#### Your instructions
Extract every line below that contains the word "each".
[[ Task input open ]]
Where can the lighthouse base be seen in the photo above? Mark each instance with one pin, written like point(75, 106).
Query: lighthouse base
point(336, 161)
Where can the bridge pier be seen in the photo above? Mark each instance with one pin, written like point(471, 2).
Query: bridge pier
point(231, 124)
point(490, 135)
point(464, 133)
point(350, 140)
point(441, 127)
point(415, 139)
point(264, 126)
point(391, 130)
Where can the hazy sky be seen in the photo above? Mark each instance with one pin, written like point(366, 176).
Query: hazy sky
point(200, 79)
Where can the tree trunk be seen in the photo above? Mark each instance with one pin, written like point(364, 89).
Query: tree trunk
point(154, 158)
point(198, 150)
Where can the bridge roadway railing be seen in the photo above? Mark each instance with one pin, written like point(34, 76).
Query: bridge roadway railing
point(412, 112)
[[ Task input closed ]]
#### Written response
Where can the lighthouse base be seen in the photo above? Mark each instance with one pin, written like point(75, 106).
Where can the bridge pier be seen in the photo above? Mark each instance with one pin, written like point(471, 2).
Where can the hazy sky be seen in the photo above? Mark each instance with one pin, written like point(366, 176).
Where can the tree trunk be seen in the photo above? Mark each instance with one pin, written like point(364, 89).
Where can the bridge roadway railing be seen in the photo above? Mark each instance with one pin, written like point(34, 76).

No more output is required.